→ **Work required**:
Please list, in full, every line in the records below that contains the word "cloud".

→ **Supplied information**:
%%
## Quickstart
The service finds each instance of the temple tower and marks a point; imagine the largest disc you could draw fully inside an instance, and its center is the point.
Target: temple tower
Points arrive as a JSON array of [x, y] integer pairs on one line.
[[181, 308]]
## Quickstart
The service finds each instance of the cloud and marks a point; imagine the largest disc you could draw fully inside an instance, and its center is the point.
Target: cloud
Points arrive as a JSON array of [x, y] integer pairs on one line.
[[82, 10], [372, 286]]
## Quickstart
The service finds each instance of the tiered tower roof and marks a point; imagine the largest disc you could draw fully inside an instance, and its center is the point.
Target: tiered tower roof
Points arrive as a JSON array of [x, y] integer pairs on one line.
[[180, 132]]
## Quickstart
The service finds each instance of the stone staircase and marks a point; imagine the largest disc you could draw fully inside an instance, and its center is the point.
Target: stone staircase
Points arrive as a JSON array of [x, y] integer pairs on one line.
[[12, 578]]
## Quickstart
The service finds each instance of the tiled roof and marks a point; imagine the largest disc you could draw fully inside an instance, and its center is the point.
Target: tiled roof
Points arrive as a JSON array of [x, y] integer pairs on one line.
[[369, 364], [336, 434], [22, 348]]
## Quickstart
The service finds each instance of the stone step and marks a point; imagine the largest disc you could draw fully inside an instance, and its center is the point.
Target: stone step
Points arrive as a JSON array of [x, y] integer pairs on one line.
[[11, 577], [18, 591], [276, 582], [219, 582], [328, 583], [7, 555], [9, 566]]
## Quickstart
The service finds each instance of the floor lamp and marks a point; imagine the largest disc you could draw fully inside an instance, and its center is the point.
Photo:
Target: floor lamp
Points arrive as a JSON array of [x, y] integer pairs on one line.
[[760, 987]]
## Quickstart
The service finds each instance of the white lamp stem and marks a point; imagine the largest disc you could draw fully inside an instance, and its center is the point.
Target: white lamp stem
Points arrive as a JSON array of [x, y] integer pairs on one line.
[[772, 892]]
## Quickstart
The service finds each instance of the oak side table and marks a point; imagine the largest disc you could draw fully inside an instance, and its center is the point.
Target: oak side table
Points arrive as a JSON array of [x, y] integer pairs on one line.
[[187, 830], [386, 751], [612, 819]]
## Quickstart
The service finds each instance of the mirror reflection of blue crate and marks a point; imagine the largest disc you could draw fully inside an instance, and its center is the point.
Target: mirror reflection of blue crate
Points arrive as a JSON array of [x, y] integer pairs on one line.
%%
→ **Response to the task**:
The service finds each instance of the cloud and marks a point; imagine the largest disc you could draw fully inside an instance, and its center is the point.
Target: cloud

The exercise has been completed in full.